---- AVAILABLE DATA

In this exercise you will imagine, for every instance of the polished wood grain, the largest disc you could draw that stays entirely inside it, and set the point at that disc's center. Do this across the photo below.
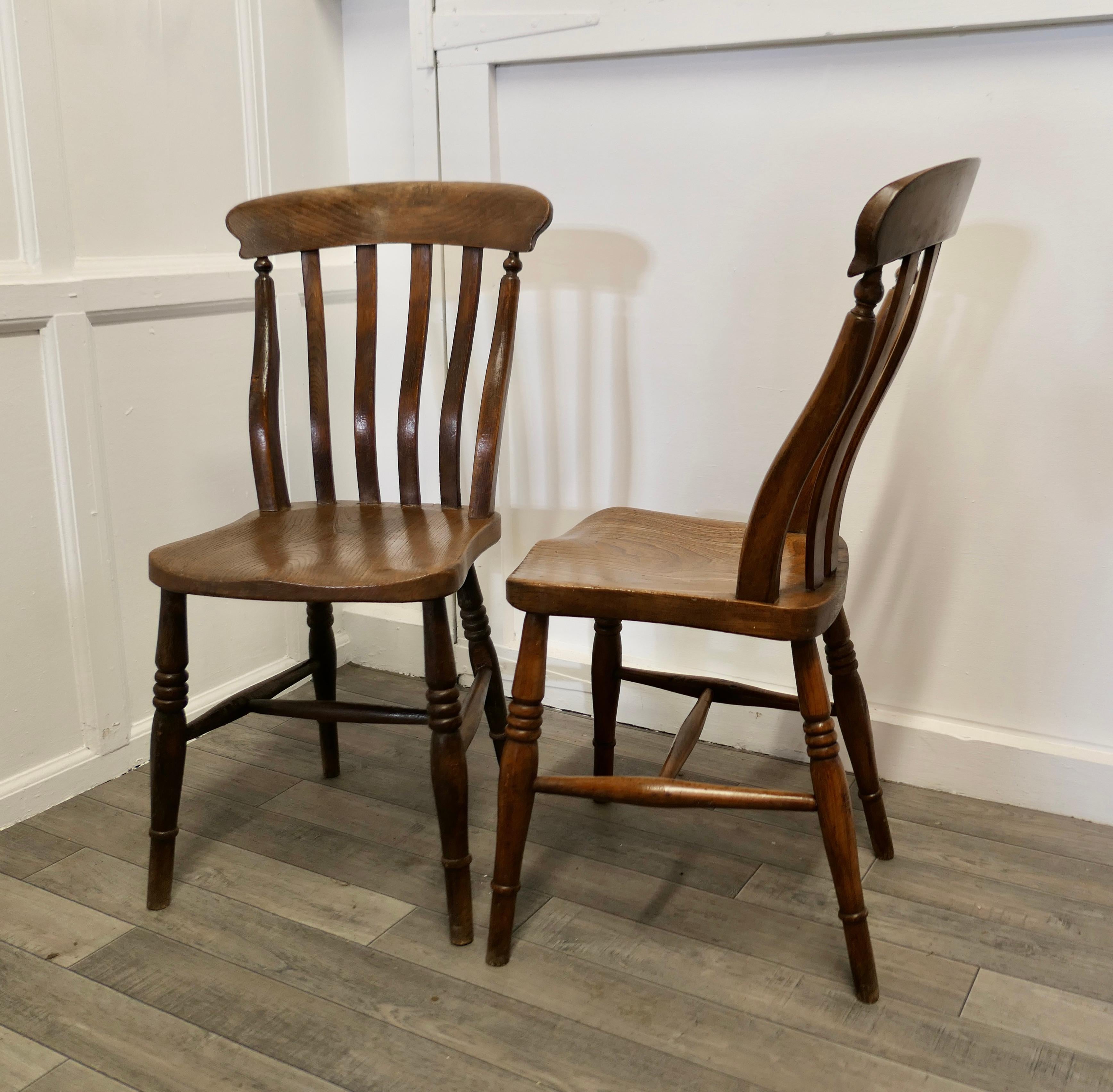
(345, 551)
(413, 365)
(490, 215)
(169, 745)
(320, 428)
(665, 792)
(323, 654)
(494, 405)
(367, 343)
(781, 576)
(913, 214)
(655, 567)
(857, 732)
(517, 776)
(456, 383)
(450, 767)
(688, 735)
(606, 684)
(611, 958)
(836, 820)
(263, 413)
(484, 657)
(723, 692)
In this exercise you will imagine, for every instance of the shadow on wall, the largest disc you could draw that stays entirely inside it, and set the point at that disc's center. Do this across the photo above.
(906, 577)
(571, 415)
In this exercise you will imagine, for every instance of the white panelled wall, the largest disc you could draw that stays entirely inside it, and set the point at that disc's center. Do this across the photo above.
(684, 302)
(125, 343)
(706, 161)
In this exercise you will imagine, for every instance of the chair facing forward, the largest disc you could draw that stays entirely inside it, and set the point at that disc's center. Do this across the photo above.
(367, 551)
(782, 576)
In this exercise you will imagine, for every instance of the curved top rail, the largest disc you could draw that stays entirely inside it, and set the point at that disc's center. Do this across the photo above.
(912, 214)
(454, 214)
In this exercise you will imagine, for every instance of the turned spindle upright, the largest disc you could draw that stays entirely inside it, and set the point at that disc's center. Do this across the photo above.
(782, 577)
(368, 550)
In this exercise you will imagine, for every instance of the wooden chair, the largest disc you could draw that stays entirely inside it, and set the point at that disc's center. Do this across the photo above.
(782, 577)
(367, 551)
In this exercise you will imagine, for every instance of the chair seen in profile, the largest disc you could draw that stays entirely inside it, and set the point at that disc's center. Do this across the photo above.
(782, 577)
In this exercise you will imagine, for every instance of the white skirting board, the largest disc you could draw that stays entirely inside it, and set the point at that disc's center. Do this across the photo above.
(42, 787)
(985, 762)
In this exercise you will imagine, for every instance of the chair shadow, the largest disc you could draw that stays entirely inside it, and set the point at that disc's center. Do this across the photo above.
(602, 272)
(913, 542)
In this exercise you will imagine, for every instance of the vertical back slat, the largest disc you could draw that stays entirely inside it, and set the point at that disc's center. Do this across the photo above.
(421, 282)
(889, 370)
(489, 430)
(887, 325)
(367, 323)
(320, 431)
(452, 408)
(263, 400)
(764, 545)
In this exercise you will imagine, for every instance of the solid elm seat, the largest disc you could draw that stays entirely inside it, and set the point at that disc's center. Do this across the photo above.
(654, 567)
(781, 576)
(343, 552)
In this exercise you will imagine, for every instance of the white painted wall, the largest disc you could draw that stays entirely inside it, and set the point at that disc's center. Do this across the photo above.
(684, 302)
(125, 341)
(674, 320)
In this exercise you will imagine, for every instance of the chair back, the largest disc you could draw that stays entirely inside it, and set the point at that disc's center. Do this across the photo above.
(424, 214)
(804, 489)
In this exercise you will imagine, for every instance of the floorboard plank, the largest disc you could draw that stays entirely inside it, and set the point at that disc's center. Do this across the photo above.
(131, 1041)
(585, 834)
(330, 1041)
(52, 928)
(639, 830)
(817, 948)
(994, 902)
(120, 828)
(23, 1060)
(25, 850)
(986, 1058)
(531, 1042)
(1066, 1019)
(72, 1077)
(1005, 823)
(748, 1048)
(334, 905)
(927, 929)
(1037, 869)
(237, 781)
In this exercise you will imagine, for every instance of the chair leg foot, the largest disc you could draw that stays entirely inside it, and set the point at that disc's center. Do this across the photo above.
(323, 653)
(449, 767)
(517, 776)
(857, 732)
(481, 653)
(606, 684)
(836, 818)
(167, 746)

--------

• _STATED TASK_: Excluding the pictures, restate the records above word for word.

• _THE RESULT_:
In this exercise you will imagine, for every instance of the polished wood grain, the largest disc you could draw that stays entirely inside it, and set the point at that disc's center. Do this across the photo below.
(345, 551)
(413, 365)
(490, 215)
(169, 745)
(320, 428)
(665, 792)
(323, 654)
(494, 405)
(367, 343)
(781, 576)
(913, 214)
(655, 567)
(857, 732)
(517, 776)
(456, 383)
(450, 767)
(688, 735)
(606, 684)
(611, 958)
(836, 820)
(263, 413)
(484, 657)
(723, 692)
In this exercise you will imagine, for every instance of the shadow on wall, the largest disc you could draw that stays entirely inside it, and set the point at that disc's center. Do this across the photo above.
(906, 577)
(571, 415)
In this exercise you will imagine, for every instance of the white panelled wall, the largest disc you could draw that stays entirely inside it, and set the point at that disc's center. Do this across the photo above.
(684, 302)
(125, 343)
(706, 161)
In this exercise you will imagine, for every instance of the chair facing forward, the largest disc you could draw that stays entirely inside it, and set the point at that disc's center. Do this across the photo above.
(367, 551)
(782, 576)
In this exercise you will imagine, for every instance of the curved top rail, the largest disc you could draw that stays entirely inside it, and set the point at that disc's center. Do this across the photo above.
(912, 214)
(454, 214)
In this exercise you will imagine, for every instance of the turned spindle upright, the largest disc you could draw that stays entirely inside it, and set the point at that disc's center. Do this across the photo above.
(782, 577)
(368, 550)
In this exercise you will imagine, for every instance of the wooden chair, the largest disc you could draw that stays entirely inside it, and set the point at that disc's center. Do this across the photo above.
(782, 577)
(367, 551)
In this exercise you will imagine, for every instance of the chair seen in profile, the largest disc you could draw that stays entirely inside it, and set the point at that disc's center. Do this across the photo above.
(782, 577)
In this exercise you will imagine, for every instance of the white skirting board, the largest disc you could draw that stays entirely inside it, and set the point at that disc's center. Do this across the photo above.
(42, 787)
(985, 762)
In this exercise you will imagine, for every instance of the chair shadow, the largest disc you could draw that stays entirely inside it, and set the point at that disc's center. Do this across the photo above.
(602, 272)
(913, 542)
In this exercise you will imagine, for every instance of the vertical back slat, the largest disc you could draw that stays entirely inside it, and set the point at that disc's center. Do this across the photo above.
(421, 282)
(889, 370)
(489, 430)
(887, 325)
(367, 323)
(320, 431)
(452, 408)
(263, 400)
(764, 545)
In this exercise you will imagine, for every instance of the solid elm seat, the largest disc you could draw that stays entirely inside it, and set the point at that disc's center. Do this across the photo above.
(654, 567)
(781, 576)
(343, 552)
In this exercise you will imagine, for every instance of the white painted wall, the largest disc you could draw that stays entirely inside it, and set the point at that disc's center. Do this across the photo above.
(684, 302)
(125, 341)
(674, 320)
In this exercise you will imagine, for every instance of the chair back, the largest disc you could draw that stays entirely inside it, and set the point at that disc's center. Do this across the photo above.
(424, 214)
(804, 489)
In this exercise you will imagine, for every instance of the floorboard plank, the largest disc you could draw that stays entirely inside it, and set the point at that disc's center. Do this across the photo above.
(131, 1041)
(585, 834)
(330, 1041)
(52, 928)
(639, 830)
(817, 948)
(994, 902)
(120, 828)
(23, 1060)
(25, 850)
(986, 1058)
(531, 1042)
(1066, 1019)
(72, 1077)
(1005, 823)
(748, 1048)
(334, 905)
(927, 929)
(1037, 869)
(237, 781)
In this exercise you will imagine, for every instance of the chair leg foot, the largest disc you could draw that stays entirely inside it, and set the point at that disc's center. Do this across the photo above.
(323, 653)
(449, 767)
(517, 776)
(857, 732)
(481, 653)
(606, 684)
(836, 818)
(167, 746)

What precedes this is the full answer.